===== TRECHO DA PÁGINA

É visível que Gilmar Mendes, que foi o Advogado-Geral da União do FHC e depois indicado pelo tucano para o STF, não consegue conter seu desejo obsessivo de inviabilizar e impedir o funcionamento do governo. Esta obsessão já alcançou as raias da histeria, da irracionalidade e do descontrole.

 

O sistema jurídico brasileiro está seriamente ameaçado pela partidarização e pela instrumentalização do Poder Judiciário [e da Polícia Federal] na luta política fascista que visa a eliminação de inimigos ideológicos. Existem justiceiros – uns maus funcionários públicos - que usam a toga como disfarce para a atuação partidária de oposição ao governo.

 

Como Ministro da Suprema Corte, ao invés de conspirar, Gilmar deveria ser um guardião de primeira linha da defesa do mandato conferido à Presidente Dilma por 54.501.118 pessoas. Se esse é o ensinamento que Gilmar transmite aos alunos do Instituto de Direito Público, faculdade da qual ele é sócio-proprietário, coitados daqueles [de]formados naquele forno ideológico.

 

Como Juiz do STF, aliás, ele recebe um salário nababesco para exercer com plena independência e soberania a função de julgador. Como funcionário público com dedicação exclusiva, ele pode desempenhar ao mesmo tempo atividade empresarial e receber pagamento de uma fonte de renda paralela? O Instituto de Direito Público recebe recursos do governo federal a qualquer título, mesmo sendo ele um funcionário público com participação acionária na empresa?

 

O governo tem de tentar derrubar a liminar concedida pelo Ministro Gilmar Mendes de anulação da posse de Lula na Casa Civil, porque ele já proferiu publicamente sentença antecipada sobre o assunto, e por isso perdeu totalmente a imparcialidade de julgar. Permitir Gilmar Mendes julgar o governo, Lula e o PT seria o mesmo que aceitar a escalação do Presidente do Flamengo como juiz do Fla-Flu: o resultado é conhecido por antecipação.

==========
===== MATERIAL

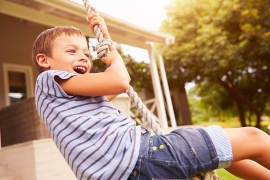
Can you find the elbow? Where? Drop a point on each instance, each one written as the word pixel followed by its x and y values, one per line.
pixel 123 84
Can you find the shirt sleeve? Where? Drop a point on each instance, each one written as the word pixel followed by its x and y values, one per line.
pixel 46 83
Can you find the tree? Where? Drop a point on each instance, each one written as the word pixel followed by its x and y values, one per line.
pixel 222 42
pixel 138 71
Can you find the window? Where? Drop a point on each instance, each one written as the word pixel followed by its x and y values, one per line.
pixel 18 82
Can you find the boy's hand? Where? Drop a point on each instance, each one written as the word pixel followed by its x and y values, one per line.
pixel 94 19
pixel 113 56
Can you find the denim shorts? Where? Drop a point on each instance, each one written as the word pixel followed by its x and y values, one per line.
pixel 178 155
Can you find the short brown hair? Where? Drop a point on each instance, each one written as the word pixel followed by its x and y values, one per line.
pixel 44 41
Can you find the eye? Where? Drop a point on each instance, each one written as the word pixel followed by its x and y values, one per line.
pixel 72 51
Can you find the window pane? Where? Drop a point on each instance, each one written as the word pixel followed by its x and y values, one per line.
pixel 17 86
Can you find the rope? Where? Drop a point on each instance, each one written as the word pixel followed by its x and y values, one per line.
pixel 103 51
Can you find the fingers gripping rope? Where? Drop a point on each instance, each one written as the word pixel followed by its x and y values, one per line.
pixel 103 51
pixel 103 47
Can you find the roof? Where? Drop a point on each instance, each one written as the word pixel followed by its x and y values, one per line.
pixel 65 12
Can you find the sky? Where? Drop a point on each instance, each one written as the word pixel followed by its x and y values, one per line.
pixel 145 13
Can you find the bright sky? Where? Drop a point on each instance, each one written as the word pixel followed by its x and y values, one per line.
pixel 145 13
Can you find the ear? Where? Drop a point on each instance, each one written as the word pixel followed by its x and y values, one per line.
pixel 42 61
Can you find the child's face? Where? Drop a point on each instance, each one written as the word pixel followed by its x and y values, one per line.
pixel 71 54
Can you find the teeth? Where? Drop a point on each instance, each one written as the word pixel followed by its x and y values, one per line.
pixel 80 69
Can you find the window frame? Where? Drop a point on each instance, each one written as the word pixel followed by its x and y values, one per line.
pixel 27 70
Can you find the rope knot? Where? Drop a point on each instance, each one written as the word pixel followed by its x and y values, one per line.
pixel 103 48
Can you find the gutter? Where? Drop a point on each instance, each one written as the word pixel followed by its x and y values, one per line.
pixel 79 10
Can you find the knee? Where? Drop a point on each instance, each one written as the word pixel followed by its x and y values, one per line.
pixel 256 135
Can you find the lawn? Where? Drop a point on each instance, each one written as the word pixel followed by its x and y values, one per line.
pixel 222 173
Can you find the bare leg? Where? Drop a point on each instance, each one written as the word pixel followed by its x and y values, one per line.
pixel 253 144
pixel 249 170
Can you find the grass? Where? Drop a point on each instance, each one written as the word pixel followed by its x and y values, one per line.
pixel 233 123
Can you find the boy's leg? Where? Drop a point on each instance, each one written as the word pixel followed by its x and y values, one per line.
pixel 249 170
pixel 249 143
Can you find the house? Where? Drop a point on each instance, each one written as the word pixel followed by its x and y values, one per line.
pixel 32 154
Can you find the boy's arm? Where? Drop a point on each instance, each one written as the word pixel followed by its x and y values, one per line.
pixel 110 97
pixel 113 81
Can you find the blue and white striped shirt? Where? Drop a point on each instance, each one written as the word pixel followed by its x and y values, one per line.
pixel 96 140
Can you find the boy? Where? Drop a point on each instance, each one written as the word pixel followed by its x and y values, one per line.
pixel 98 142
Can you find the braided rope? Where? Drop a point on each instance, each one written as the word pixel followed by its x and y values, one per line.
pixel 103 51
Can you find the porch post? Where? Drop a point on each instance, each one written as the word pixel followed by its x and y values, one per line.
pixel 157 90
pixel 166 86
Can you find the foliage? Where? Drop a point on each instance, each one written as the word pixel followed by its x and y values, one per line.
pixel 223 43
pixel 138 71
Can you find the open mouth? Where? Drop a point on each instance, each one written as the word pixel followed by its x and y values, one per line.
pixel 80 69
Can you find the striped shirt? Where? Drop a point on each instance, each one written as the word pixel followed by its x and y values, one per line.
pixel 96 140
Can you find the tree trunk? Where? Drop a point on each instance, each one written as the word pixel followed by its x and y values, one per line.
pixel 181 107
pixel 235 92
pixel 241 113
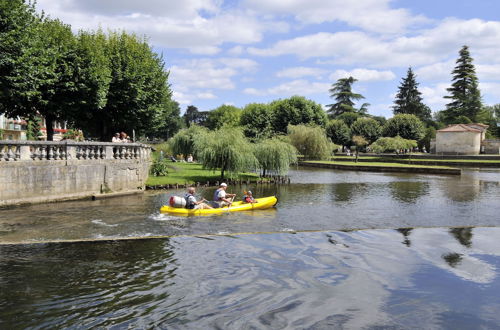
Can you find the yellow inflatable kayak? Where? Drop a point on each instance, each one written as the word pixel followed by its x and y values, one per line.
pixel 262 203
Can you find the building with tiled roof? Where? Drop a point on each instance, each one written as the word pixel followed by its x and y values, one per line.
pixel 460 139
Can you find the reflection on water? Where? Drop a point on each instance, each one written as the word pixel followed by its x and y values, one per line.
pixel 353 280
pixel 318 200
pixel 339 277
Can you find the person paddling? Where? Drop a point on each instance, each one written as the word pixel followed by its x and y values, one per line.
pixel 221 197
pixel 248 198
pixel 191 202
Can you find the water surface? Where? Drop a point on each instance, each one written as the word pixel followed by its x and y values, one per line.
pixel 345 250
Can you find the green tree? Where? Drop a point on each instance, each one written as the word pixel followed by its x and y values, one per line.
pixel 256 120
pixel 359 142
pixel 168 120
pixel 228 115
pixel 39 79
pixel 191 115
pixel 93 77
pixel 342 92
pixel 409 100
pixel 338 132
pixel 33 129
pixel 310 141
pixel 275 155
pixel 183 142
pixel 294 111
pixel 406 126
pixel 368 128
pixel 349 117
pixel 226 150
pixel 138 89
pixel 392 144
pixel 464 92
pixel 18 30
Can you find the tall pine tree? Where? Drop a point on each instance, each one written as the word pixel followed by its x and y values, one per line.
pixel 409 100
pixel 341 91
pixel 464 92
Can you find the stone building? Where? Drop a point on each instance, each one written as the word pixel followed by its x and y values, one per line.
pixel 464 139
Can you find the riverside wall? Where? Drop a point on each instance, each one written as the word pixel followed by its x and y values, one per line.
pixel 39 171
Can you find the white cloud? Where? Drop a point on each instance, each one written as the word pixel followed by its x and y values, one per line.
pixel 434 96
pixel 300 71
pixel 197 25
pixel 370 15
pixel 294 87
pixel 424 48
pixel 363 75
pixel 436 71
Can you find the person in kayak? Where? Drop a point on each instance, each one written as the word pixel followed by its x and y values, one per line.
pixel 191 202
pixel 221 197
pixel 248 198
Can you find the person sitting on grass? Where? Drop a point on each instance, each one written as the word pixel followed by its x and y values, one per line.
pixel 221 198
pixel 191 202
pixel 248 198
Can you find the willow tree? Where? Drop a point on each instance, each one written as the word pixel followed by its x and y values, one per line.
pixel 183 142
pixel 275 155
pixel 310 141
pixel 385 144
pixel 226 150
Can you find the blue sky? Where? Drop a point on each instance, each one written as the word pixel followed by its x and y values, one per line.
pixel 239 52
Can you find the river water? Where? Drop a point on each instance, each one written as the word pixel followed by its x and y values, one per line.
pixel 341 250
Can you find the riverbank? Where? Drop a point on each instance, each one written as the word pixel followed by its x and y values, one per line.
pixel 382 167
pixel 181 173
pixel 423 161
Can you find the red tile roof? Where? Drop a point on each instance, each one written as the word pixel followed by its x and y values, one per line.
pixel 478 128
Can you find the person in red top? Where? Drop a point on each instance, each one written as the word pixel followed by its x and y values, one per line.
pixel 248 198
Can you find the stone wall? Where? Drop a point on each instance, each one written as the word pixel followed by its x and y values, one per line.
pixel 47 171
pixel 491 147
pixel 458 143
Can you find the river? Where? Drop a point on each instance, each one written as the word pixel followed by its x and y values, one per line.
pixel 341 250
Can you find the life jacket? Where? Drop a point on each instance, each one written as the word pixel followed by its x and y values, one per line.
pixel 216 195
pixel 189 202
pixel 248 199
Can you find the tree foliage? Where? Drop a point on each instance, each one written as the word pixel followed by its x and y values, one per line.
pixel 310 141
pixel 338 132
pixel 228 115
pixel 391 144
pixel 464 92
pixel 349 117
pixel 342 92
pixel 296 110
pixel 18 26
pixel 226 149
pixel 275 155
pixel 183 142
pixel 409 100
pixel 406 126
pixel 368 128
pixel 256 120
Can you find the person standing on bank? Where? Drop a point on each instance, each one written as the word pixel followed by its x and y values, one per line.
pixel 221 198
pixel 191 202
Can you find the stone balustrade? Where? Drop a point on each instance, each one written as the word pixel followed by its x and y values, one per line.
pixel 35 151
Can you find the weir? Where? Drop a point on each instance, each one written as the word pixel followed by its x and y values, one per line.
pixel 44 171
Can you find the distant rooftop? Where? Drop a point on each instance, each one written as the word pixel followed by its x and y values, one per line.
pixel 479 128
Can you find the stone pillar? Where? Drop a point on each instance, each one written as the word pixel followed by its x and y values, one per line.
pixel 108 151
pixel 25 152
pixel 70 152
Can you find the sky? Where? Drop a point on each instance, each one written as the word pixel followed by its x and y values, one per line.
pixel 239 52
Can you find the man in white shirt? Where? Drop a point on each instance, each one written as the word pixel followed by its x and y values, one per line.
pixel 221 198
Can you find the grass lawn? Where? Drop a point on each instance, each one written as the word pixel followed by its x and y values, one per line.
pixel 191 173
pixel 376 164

==========
===== MATERIAL

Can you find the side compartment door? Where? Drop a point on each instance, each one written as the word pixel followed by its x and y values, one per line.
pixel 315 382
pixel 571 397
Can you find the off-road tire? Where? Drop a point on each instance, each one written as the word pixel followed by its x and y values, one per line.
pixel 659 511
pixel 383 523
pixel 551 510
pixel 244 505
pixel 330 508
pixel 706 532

==========
===== MATERIAL

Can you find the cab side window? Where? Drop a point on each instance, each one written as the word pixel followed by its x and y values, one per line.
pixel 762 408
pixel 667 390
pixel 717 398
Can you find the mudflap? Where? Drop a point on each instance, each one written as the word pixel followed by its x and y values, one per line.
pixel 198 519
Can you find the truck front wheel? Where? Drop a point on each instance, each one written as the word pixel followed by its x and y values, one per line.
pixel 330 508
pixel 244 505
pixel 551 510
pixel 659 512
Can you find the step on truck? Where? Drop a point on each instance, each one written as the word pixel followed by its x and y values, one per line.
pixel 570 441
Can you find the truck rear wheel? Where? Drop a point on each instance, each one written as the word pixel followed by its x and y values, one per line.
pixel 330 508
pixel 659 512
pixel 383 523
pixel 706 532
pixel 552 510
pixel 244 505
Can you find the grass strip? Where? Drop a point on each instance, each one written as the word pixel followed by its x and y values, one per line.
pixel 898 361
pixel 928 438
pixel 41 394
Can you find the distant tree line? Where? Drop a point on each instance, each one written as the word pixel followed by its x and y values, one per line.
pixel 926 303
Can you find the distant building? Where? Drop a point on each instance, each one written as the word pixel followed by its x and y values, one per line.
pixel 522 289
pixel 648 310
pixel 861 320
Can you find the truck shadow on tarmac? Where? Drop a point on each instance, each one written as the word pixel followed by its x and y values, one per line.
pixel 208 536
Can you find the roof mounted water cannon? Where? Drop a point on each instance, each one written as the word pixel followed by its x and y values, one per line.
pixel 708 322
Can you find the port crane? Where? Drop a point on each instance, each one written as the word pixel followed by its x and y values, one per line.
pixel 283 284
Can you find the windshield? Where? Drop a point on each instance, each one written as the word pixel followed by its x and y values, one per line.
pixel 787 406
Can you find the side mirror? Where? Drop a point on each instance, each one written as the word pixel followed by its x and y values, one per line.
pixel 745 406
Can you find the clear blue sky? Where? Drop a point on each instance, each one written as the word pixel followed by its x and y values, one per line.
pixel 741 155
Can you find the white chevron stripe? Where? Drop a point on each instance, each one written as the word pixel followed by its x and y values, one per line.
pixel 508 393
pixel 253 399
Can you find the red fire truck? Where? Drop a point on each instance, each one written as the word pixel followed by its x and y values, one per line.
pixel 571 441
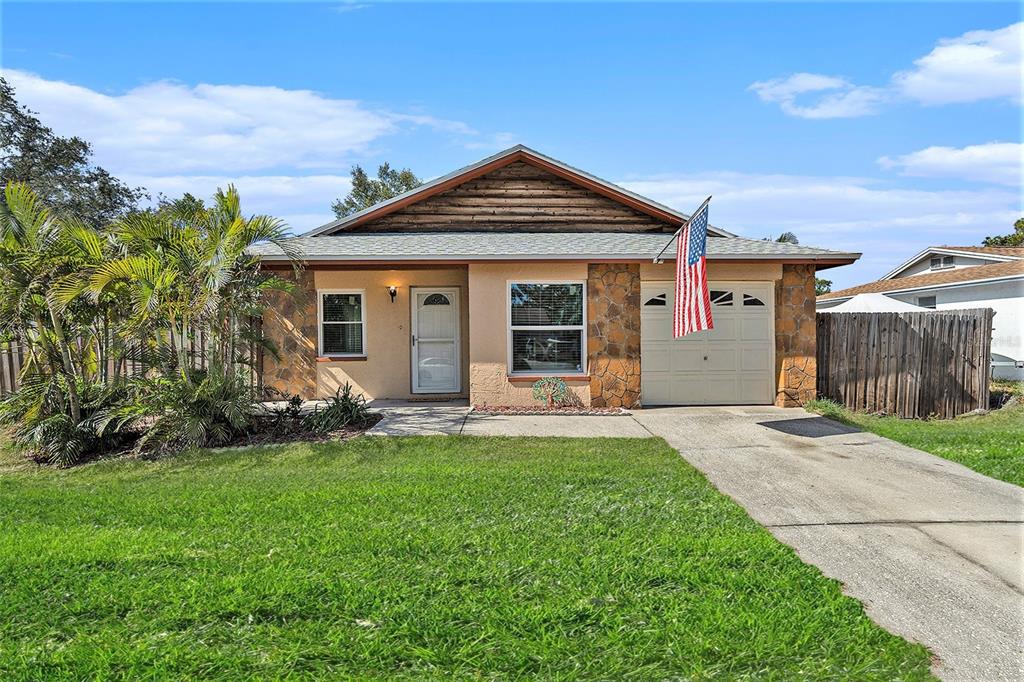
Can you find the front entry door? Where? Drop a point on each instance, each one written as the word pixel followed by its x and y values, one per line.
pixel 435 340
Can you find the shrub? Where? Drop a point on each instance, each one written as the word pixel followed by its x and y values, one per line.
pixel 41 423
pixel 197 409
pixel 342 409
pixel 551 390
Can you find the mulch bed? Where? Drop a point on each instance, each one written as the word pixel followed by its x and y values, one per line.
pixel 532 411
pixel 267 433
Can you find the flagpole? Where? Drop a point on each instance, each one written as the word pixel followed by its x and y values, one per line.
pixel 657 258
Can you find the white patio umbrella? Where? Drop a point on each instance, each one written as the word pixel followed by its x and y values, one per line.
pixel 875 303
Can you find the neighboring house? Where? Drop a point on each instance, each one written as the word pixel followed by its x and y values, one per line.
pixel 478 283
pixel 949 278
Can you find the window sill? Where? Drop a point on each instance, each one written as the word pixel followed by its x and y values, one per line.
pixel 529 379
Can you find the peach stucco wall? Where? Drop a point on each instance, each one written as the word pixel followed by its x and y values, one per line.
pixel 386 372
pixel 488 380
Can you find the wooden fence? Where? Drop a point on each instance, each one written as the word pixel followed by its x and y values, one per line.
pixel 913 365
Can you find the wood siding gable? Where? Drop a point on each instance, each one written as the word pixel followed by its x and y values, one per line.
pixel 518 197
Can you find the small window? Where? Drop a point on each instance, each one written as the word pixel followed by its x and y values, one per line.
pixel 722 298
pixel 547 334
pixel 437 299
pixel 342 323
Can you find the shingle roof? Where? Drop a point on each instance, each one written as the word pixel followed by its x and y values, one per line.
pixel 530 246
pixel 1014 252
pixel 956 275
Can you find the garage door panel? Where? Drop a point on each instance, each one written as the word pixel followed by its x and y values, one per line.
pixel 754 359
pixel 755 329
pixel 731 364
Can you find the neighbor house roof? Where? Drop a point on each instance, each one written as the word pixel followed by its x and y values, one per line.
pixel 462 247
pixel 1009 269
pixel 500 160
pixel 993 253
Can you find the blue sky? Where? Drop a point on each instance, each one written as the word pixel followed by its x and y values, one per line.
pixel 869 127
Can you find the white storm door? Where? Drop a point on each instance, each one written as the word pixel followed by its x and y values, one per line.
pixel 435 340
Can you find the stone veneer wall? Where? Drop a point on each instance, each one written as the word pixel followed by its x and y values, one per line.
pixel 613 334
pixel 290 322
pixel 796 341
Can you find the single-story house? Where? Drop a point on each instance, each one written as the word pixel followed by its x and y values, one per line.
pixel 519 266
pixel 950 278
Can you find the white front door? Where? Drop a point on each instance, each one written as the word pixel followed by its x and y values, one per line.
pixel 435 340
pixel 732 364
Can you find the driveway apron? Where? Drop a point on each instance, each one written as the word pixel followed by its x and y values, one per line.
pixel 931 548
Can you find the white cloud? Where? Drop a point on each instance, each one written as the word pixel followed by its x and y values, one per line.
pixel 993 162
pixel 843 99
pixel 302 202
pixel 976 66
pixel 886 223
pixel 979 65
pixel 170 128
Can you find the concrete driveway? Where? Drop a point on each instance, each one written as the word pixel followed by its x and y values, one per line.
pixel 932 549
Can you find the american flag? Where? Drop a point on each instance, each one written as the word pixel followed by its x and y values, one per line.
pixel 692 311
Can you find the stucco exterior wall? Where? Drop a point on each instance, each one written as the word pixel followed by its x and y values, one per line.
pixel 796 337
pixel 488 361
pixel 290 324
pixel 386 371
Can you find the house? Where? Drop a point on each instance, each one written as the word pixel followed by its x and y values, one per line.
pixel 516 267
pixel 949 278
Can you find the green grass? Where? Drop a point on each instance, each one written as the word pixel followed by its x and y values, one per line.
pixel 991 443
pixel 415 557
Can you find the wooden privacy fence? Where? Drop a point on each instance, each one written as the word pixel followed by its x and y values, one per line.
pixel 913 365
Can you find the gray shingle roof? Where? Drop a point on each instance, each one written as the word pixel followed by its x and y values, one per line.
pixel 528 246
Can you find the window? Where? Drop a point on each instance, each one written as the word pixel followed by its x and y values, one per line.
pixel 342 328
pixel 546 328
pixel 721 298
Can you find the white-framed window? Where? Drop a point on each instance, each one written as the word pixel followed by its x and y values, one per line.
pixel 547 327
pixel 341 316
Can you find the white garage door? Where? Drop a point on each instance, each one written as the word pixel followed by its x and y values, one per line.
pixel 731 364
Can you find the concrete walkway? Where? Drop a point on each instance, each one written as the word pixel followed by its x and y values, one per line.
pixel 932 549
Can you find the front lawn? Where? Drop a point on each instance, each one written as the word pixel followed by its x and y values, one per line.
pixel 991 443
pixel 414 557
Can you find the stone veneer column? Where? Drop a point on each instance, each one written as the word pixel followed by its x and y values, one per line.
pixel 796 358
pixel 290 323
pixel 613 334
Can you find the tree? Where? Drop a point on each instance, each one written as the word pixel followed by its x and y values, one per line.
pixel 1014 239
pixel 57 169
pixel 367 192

==========

TAREFAS OBRIGATÓRIAS
1. Como fica em inglês esta frase do texto sobre Gilmar Mendes: "Esta obsessão já alcançou as raias da histeria, da irracionalidade e do descontrole."?
2. Dê prosseguimento ao texto sobre Gilmar Mendes, começando logo após a última frase apresentada.

RESPOSTAS ÀS TAREFAS
1. This obsession has already reached the borders of hysteria, irrationality, and loss of control.

2.
 

O novo Advogado-Geral da União, o Ministro José Eduardo Cardozo, tem dois exemplos valiosos de como agir contra este novo abuso cometido pelo condomínio jurídico-midiático-policial para desestabilizar o país e acirrar o confronto.

 

Em primeiro lugar, José Eduardo poderia se inspirar na postura política e institucional do seu sucessor no Ministério da Justiça, Eugênio Aragão, que em 15 minutos no cargo fez pela normalidade jurídico-institucional muito mais do que ele fez em quase seis anos na função.

 

Em segundo lugar, e sem maiores esforços de trabalho, José Eduardo poderia simplesmente transcrever os argumentos do Presidente do STF Ricardo Lewandowski escritos no artigo Judicatura e dever de recato, para peticionar a anulação da liminar concedida por Gilmar Mendes ao PPS e ao PSDB, assim como para pedir o impedimento deste posicionado Juiz julgar assuntos sobre os quais antecipou juízo de valor na mídia.

 

Diz o Presidente do STF:

 

O Código de Ética da Magistratura, consubstanciado na Resolução 60, de 2008, do Conselho Nacional de Justiça, consigna, logo em seu artigo 1º, que os juízes devem portar-se com imparcialidade, cortesia, diligência, integridade, dignidade, honra, prudência e decoro. A incontinência verbal pode configurar desde uma simples falta disciplinar até um ilícito criminal, apenada, em casos extremos, com a perda do cargo, sem prejuízo de outras sanções cabível.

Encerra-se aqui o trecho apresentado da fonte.